* Written exercise:
Rescale the data below by repeating every line, requests included, with each point coordinate in the answers multiplied by 0.75 and rounded to a whole number, halves rounded up. Leave the numbers in the requests and their format samples unchanged.

[Dataset excerpt]
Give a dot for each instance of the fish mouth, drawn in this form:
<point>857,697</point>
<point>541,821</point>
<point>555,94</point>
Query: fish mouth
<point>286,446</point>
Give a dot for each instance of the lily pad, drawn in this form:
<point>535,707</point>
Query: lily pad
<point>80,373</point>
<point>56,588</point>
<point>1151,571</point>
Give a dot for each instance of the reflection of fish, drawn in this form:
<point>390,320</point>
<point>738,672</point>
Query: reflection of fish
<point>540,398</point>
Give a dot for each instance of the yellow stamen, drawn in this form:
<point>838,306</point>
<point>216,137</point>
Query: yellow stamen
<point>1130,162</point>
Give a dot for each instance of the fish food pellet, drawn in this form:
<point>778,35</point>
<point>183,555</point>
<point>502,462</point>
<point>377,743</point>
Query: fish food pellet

* Result of the exercise:
Give a dot for each instance of the fish mouth, drawn in this form:
<point>857,697</point>
<point>541,821</point>
<point>555,94</point>
Query: fish mouth
<point>215,335</point>
Give a dot for each instance of the lily pad, drawn in this form:
<point>535,707</point>
Query: lily pad
<point>60,280</point>
<point>42,441</point>
<point>863,428</point>
Give a dot for each instance of the reflection of fish, drawn in this form:
<point>390,320</point>
<point>738,672</point>
Query: reflection of fish
<point>405,299</point>
Give a dot for each instance of the yellow stamen, drawn in this form:
<point>838,306</point>
<point>216,137</point>
Query: yellow stamen
<point>848,122</point>
Give a dot for each instance of the fish food pellet, drawn in this form:
<point>778,35</point>
<point>183,555</point>
<point>502,462</point>
<point>377,743</point>
Query: fish food pellet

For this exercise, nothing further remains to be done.